- _Things to do_
- 1) In the text on results-based aid, to what may the origins of payment by results in aid be traced?
- 2) Substitute "taxpayers" for "citizens" in the text on results-based aid, giving the part that begins at the words "Donor countries are" and stops after "specific measurable results.".

- _Text passage_
Donor countries are under increasing pressure to clearly demonstrate to their citizens what aid projects their taxes are funding and whether they provide good value. In many cases donors have been re-writing the aid contract, increasingly tying to the achievement of specific measurable results.

Results-based aid is intended to strengthen accountability. It can also increase awareness among developing country partner governments of the need to pay closer attention to the results ultimately sought. It can help build a culture of monitoring and evaluating results. However, the underlying assumptions of how the approach works may not borne out in practice, which could reduce aid effectiveness. Evidence on the success of results-based aid is still scarce. This calls for more debate on the advantages and disadvantages of the approach and how to adapt it before expanding it.

An increasingly popular approach to financing education

The origins of payment by results in aid may be traced back to the 2005 Paris Declaration on aid effectiveness. Many such approaches have emerged, which vary by the level of result targeted (ranging from institutional processes to learning outcomes) and the type of reward offered (ranging from the release or not of a specific amount to disbursements proportional to the level of the result achieved).

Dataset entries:
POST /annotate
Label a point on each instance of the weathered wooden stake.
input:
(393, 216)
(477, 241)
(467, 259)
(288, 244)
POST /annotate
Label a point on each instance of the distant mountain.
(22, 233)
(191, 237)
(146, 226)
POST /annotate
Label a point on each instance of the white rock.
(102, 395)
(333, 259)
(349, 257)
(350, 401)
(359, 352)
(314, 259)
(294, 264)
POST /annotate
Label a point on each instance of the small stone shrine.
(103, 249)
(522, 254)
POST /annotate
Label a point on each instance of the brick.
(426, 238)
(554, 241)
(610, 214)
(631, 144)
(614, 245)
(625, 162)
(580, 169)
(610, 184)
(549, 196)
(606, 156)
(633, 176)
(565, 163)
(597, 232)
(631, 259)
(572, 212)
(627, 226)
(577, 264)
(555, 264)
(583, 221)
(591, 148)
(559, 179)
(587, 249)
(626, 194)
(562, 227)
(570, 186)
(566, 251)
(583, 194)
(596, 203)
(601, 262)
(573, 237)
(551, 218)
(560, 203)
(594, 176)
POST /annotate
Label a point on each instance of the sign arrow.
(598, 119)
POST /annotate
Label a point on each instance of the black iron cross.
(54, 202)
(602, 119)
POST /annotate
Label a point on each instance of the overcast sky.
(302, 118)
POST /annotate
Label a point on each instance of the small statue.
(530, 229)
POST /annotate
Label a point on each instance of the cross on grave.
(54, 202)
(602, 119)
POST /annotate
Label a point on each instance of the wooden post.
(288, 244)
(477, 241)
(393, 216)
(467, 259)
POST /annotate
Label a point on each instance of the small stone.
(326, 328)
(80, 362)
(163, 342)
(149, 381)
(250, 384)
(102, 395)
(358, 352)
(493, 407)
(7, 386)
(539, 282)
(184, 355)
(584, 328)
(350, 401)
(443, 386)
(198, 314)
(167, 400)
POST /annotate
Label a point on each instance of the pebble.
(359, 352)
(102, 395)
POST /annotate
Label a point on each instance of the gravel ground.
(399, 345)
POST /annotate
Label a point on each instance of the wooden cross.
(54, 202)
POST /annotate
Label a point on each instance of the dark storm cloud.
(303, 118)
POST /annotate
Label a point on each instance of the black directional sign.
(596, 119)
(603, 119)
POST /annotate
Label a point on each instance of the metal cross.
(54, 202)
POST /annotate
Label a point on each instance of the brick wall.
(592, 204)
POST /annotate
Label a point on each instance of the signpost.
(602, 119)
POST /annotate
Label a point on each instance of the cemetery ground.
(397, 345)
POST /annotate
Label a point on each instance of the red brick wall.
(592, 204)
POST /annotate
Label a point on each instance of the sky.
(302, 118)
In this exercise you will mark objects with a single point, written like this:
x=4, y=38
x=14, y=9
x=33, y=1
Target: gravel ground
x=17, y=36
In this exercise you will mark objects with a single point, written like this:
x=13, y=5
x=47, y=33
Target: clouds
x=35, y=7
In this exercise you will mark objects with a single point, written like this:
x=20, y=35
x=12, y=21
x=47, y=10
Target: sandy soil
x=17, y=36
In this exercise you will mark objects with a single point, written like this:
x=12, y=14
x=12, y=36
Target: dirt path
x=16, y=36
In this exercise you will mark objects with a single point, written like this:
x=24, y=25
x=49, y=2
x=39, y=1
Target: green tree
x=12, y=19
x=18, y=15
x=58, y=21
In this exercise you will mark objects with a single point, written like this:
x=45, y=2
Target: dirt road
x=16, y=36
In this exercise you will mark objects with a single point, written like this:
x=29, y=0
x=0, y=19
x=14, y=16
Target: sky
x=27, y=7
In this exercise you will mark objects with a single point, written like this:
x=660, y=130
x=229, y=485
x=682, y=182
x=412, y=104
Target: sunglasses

- _Answers by item_
- 1) The 2005 Paris Declaration on aid effectiveness.

- 2)
Donor countries are under increasing pressure to clearly demonstrate to their taxpayers what aid projects their taxes are funding and whether they provide good value. In many cases donors have been re-writing the aid contract, increasingly tying to the achievement of specific measurable results.